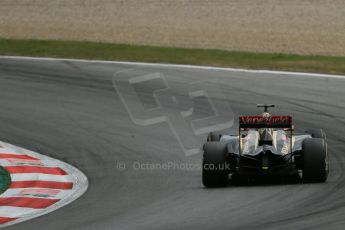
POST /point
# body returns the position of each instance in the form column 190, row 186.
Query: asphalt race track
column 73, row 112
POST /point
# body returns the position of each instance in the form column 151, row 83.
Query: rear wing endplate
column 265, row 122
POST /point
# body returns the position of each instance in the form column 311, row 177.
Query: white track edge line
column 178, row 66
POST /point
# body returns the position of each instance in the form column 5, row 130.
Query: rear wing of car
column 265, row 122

---

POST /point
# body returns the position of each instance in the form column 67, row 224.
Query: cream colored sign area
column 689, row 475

▶ [Challenge]: Pull out each line of the material that contains the string "column", matching case exactly.

▶ [Solved problem]:
# body returns the position of each instance in the form column 190, row 186.
column 73, row 112
# body returns the position of each instance in the form column 151, row 83.
column 265, row 122
# body returns the position of each instance in the form column 311, row 177.
column 178, row 66
# body returns the position of each instance in the form column 5, row 130.
column 265, row 122
# body returns the position of each instance in the form column 67, row 224.
column 689, row 475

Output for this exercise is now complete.